Task -> Would you restate all the data that follows, word for word?
-- Records supplied follows --
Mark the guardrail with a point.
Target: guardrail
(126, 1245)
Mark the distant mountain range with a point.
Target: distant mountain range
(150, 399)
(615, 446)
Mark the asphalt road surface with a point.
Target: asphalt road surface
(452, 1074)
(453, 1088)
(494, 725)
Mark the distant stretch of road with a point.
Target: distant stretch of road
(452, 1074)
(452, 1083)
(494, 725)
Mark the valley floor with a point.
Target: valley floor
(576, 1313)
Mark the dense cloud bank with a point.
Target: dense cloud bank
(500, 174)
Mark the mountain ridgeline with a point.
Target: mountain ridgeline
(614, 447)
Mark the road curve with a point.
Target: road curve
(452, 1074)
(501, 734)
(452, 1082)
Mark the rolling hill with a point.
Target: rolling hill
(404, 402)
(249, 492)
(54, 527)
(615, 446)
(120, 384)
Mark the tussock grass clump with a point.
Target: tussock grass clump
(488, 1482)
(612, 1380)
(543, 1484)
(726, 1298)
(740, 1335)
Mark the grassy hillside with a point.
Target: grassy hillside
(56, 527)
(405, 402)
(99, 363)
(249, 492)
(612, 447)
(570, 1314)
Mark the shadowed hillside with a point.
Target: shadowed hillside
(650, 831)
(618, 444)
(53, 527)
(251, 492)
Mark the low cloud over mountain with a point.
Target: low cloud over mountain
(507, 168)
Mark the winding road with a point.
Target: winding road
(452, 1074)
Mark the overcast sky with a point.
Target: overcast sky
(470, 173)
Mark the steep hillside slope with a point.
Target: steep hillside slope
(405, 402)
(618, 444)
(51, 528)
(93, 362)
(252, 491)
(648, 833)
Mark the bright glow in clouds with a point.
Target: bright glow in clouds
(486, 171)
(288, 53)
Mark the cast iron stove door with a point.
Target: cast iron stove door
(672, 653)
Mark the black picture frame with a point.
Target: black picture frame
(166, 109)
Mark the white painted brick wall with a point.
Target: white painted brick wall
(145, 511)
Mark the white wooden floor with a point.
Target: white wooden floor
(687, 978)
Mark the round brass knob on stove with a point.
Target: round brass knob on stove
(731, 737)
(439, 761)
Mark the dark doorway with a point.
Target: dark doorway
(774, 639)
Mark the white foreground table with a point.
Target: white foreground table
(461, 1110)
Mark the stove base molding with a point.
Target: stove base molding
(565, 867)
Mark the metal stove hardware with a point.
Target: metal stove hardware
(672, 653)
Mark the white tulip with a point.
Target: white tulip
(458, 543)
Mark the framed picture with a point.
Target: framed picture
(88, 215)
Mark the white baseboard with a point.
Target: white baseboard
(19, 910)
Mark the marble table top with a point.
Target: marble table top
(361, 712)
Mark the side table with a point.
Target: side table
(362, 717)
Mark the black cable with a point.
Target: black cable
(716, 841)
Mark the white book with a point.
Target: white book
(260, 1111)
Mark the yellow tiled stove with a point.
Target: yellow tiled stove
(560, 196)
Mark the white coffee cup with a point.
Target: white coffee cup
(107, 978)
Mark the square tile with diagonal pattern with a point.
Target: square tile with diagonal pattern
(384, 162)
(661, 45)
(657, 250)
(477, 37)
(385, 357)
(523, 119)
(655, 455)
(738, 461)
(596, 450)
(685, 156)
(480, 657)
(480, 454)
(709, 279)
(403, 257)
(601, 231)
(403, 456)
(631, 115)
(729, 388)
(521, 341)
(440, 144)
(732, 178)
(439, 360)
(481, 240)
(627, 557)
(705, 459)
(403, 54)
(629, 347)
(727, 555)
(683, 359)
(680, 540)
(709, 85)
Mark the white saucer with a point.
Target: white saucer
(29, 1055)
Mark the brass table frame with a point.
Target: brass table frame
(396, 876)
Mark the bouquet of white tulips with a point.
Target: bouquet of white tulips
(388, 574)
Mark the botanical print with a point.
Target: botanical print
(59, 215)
-- Records supplied concluded --
Solved exercise ->
Mark the guardrail with a point.
Target: guardrail
(126, 1245)
Mark the distant mountain range with a point.
Target: distant mountain range
(150, 399)
(615, 446)
Mark the asphalt road surface with a point.
Target: asphalt road surface
(452, 1074)
(453, 1088)
(494, 725)
Mark the distant stretch of road with a point.
Target: distant stretch of road
(452, 1074)
(452, 1083)
(494, 725)
Mark the valley floor with a point.
Target: valley floor
(576, 1313)
Mark the dense cloud bank with a point.
Target: dense cloud bank
(500, 174)
Mark the mountain ridgeline with a point.
Target: mountain ridgeline
(614, 447)
Mark the road curve with a point.
Target: road curve
(452, 1074)
(501, 734)
(452, 1082)
Mark the rolling hill with a point.
Target: rolling hill
(404, 402)
(249, 492)
(54, 527)
(615, 446)
(120, 384)
Mark the tussock grass clump with a point.
Target: tussock grass clump
(488, 1482)
(612, 1380)
(543, 1484)
(726, 1298)
(740, 1335)
Mark the grassy hillside with a point.
Target: grassy hillside
(56, 527)
(405, 402)
(99, 363)
(249, 492)
(612, 447)
(570, 1314)
Mark the shadowed hillside with a point.
Target: shadowed hillside
(650, 831)
(618, 444)
(53, 527)
(251, 492)
Mark the low cloud over mountain with a point.
Target: low cloud over mountain
(507, 168)
Mark the winding road with a point.
Target: winding road
(452, 1074)
Mark the overcast sky with a point.
Target: overcast sky
(470, 173)
Mark the steep hillside slope with a point.
Target: steep hillside slope
(405, 402)
(618, 444)
(51, 528)
(93, 362)
(252, 491)
(648, 833)
Mark the bright glow in clouds with a point.
Target: bright glow in clouds
(486, 171)
(288, 53)
Mark the cast iron stove door with a point.
Target: cast iron stove door
(672, 653)
Mark the black picture frame with a point.
Target: black picture frame
(166, 109)
Mark the white painted brick wall with a point.
Target: white painted brick wall
(145, 511)
Mark the white wooden floor with a point.
Target: white wooden floor
(687, 978)
Mark the round brass knob on stove with a point.
Target: round brass knob on stove
(731, 737)
(439, 761)
Mark the dark doorway with a point.
Target: dark doorway
(774, 639)
Mark the white foreground table with a point.
Target: white foreground table
(461, 1110)
Mark the stove base molding with a point.
Target: stove base molding
(565, 867)
Mark the metal stove hardware with a point.
Target: metal stove hardware
(672, 653)
Mark the white tulip with a point.
Target: white tulip
(458, 543)
Mark the framed picture with a point.
Target: framed picture
(88, 215)
Mark the white baseboard with a point.
Target: white baseboard
(19, 910)
Mark the marble table top with a point.
Target: marble table top
(361, 712)
Mark the side table with a point.
Target: side table
(362, 717)
Mark the black cable with a point.
Target: black cable
(716, 841)
Mark the white book with a point.
Target: white book
(260, 1111)
Mark the yellow tiled stove with a point.
Target: yellow tiled stove
(560, 196)
Mark the white coffee cup with a point.
Target: white coffee cup
(107, 978)
Mark the square tile with diagonal pattern with a point.
Target: square tile with diagonal pattern
(384, 162)
(661, 45)
(657, 250)
(477, 37)
(385, 357)
(523, 119)
(655, 455)
(738, 461)
(596, 450)
(685, 156)
(480, 657)
(480, 454)
(709, 279)
(403, 257)
(601, 231)
(403, 456)
(631, 115)
(729, 388)
(521, 341)
(440, 144)
(732, 178)
(439, 360)
(481, 240)
(627, 557)
(705, 459)
(403, 54)
(629, 347)
(727, 555)
(683, 359)
(680, 540)
(709, 85)
Mark the white saucer with a point.
Target: white saucer
(29, 1055)
Mark the brass table frame with a point.
Target: brass table frame
(396, 876)
Mark the bouquet of white tulips with a point.
Target: bouquet of white tulips
(388, 574)
Mark the botanical print with a point.
Target: botanical print
(59, 215)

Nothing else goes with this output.